--- The input Enclosed Below ---

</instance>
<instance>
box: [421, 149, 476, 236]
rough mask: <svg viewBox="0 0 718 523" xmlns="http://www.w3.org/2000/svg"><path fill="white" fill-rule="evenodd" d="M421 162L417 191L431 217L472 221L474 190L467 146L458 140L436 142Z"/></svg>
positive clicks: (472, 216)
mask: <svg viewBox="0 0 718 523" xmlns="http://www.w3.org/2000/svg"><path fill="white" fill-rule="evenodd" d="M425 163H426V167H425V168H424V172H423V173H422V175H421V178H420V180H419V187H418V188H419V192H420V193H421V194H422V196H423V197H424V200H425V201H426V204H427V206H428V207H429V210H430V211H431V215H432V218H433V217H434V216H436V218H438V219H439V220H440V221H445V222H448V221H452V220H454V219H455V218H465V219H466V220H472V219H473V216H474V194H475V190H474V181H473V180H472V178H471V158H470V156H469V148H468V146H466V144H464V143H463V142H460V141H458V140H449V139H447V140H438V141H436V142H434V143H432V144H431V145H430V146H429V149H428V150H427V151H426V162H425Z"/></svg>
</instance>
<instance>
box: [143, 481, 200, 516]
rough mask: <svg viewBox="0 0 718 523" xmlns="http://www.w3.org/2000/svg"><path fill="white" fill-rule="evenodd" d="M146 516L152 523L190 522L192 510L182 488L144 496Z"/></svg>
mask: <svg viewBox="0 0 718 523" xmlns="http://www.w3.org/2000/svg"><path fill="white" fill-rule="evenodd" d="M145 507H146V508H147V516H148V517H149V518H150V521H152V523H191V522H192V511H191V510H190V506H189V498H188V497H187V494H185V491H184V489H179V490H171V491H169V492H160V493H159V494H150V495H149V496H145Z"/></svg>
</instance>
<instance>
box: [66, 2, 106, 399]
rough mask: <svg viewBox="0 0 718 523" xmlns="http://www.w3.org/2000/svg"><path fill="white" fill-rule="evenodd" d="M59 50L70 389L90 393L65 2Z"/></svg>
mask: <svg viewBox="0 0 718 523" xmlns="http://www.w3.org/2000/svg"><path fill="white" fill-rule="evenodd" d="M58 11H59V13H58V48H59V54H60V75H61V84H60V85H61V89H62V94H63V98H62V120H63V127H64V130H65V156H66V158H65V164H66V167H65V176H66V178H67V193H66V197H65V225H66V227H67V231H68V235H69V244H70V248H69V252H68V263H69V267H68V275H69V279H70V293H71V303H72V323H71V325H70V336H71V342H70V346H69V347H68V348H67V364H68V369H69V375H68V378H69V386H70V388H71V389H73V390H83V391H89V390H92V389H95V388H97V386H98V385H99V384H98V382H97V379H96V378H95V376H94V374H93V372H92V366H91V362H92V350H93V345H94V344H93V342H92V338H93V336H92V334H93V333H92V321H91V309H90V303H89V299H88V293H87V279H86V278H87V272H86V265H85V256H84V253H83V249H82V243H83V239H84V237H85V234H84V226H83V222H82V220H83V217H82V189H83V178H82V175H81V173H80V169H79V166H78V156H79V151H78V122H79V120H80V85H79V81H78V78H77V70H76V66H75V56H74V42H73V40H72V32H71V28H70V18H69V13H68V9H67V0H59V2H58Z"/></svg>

--- End of Enclosed The input ---

Work required: Transcribe the material above in full.

Result of the exercise:
</instance>
<instance>
box: [421, 149, 476, 236]
rough mask: <svg viewBox="0 0 718 523" xmlns="http://www.w3.org/2000/svg"><path fill="white" fill-rule="evenodd" d="M421 162L417 191L431 217L472 221L474 190L467 146L458 140L436 142Z"/></svg>
positive clicks: (472, 216)
mask: <svg viewBox="0 0 718 523" xmlns="http://www.w3.org/2000/svg"><path fill="white" fill-rule="evenodd" d="M425 163H426V167H425V168H424V172H423V173H422V175H421V178H420V180H419V187H418V188H419V192H420V193H421V194H422V196H423V197H424V200H425V201H426V204H427V206H428V207H429V210H430V211H431V215H432V218H433V217H434V216H436V218H438V219H439V220H440V221H445V222H448V221H452V220H454V219H455V218H465V219H466V220H472V219H473V216H474V194H475V190H474V181H473V180H472V178H471V158H470V156H469V148H468V146H466V144H464V143H463V142H460V141H458V140H449V139H447V140H438V141H436V142H434V143H432V144H431V145H430V146H429V149H428V150H427V151H426V162H425Z"/></svg>
</instance>
<instance>
box: [143, 481, 200, 516]
rough mask: <svg viewBox="0 0 718 523" xmlns="http://www.w3.org/2000/svg"><path fill="white" fill-rule="evenodd" d="M146 516L152 523L190 522L192 510L182 488L144 496Z"/></svg>
mask: <svg viewBox="0 0 718 523" xmlns="http://www.w3.org/2000/svg"><path fill="white" fill-rule="evenodd" d="M145 507H146V508H147V516H148V517H149V518H150V521H152V523H191V522H192V511H191V510H190V506H189V498H188V497H187V494H185V491H184V489H179V490H171V491H169V492H160V493H159V494H150V495H149V496H145Z"/></svg>
</instance>
<instance>
box: [66, 2, 106, 399]
rough mask: <svg viewBox="0 0 718 523" xmlns="http://www.w3.org/2000/svg"><path fill="white" fill-rule="evenodd" d="M59 50L70 389L90 393L65 2Z"/></svg>
mask: <svg viewBox="0 0 718 523" xmlns="http://www.w3.org/2000/svg"><path fill="white" fill-rule="evenodd" d="M58 11H59V13H58V48H59V54H60V75H61V84H60V85H61V89H62V94H63V98H62V120H63V127H64V130H65V156H66V158H65V164H66V167H65V176H66V178H67V193H66V197H65V225H66V227H67V231H68V235H69V244H70V248H69V252H68V263H69V267H68V275H69V279H70V293H71V303H72V323H71V325H70V336H71V342H70V346H69V347H68V348H67V364H68V369H69V375H68V378H69V386H70V388H71V389H73V390H83V391H89V390H92V389H95V388H97V386H98V385H99V384H98V382H97V379H96V378H95V376H94V374H93V372H92V366H91V362H92V350H93V345H94V344H93V342H92V338H93V336H92V334H93V333H92V321H91V309H90V303H89V299H88V293H87V279H86V278H87V272H86V265H85V256H84V253H83V249H82V243H83V239H84V237H85V234H84V226H83V222H82V220H83V217H82V189H83V178H82V175H81V173H80V169H79V166H78V156H79V151H78V122H79V120H80V85H79V81H78V78H77V70H76V66H75V56H74V42H73V40H72V32H71V28H70V18H69V13H68V9H67V0H59V2H58Z"/></svg>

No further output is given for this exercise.